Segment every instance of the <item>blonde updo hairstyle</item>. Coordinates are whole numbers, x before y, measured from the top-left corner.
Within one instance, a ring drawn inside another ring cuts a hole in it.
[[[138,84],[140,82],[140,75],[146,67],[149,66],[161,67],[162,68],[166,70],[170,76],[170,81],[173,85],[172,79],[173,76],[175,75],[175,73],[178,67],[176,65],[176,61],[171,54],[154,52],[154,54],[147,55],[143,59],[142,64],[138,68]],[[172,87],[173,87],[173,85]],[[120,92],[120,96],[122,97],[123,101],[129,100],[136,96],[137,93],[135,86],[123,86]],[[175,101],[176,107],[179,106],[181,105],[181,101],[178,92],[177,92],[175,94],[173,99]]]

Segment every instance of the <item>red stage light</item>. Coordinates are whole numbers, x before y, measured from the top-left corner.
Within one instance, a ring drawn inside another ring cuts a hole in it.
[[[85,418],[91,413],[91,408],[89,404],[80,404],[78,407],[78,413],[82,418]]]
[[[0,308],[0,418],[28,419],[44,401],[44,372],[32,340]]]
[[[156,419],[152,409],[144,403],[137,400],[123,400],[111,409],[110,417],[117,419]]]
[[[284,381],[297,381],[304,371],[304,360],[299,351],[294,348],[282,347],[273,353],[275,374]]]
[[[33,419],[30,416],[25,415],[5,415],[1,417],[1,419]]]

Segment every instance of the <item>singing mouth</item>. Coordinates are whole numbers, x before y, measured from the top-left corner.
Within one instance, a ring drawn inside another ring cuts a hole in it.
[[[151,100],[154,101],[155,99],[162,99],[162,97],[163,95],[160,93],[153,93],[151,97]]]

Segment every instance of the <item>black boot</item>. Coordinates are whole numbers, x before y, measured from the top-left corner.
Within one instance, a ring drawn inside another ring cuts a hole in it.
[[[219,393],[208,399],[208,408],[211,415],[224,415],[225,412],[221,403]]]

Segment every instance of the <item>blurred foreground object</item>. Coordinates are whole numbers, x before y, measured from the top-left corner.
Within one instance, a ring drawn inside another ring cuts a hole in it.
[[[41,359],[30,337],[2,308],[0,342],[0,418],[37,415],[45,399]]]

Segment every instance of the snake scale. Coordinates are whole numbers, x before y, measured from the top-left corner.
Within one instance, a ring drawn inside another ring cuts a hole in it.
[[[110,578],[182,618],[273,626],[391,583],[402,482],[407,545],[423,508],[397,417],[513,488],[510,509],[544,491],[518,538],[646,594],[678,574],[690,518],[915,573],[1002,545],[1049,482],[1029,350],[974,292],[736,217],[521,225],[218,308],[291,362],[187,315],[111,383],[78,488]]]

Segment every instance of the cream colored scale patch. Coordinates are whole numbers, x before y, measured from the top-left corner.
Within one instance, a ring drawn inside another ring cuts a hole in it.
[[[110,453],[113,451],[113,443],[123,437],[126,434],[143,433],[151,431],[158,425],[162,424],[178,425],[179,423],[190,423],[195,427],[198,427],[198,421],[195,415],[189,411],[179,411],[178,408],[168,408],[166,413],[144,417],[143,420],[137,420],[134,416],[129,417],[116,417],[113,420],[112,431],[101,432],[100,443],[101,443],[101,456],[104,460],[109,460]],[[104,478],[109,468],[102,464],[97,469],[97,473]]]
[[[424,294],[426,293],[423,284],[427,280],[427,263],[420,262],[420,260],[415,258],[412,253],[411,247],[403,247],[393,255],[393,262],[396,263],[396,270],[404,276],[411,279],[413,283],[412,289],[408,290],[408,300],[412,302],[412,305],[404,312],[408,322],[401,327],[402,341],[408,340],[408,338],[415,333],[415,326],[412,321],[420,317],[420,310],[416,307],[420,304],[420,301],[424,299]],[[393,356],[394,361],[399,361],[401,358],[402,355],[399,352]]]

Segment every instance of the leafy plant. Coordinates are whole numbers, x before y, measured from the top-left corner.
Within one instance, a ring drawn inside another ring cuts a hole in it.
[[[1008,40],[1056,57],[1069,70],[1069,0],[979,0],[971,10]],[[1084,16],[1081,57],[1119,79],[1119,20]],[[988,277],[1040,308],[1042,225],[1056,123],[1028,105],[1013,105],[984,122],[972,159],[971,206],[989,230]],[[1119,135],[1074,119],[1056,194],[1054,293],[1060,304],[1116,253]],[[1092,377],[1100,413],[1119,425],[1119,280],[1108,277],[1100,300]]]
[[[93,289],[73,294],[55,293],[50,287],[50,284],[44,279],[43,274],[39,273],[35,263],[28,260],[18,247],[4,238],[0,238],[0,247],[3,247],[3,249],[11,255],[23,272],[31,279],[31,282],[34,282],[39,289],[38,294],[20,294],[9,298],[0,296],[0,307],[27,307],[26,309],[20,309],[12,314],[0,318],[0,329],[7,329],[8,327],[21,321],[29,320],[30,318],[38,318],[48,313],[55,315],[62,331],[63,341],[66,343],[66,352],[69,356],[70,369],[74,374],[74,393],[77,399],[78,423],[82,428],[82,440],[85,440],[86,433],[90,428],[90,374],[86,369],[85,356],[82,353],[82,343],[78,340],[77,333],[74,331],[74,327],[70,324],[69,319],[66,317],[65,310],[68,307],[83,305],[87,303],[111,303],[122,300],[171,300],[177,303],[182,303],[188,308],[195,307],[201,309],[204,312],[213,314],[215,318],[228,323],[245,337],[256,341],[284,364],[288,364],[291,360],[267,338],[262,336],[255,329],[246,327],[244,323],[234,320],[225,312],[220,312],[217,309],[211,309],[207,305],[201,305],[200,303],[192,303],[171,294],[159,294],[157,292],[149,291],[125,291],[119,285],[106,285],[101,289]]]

_WRITTEN INSTRUCTION_
Count the lines in the records above that contain the word "scale", and reply with the number alone.

_ANSWER TO THIS EXERCISE_
2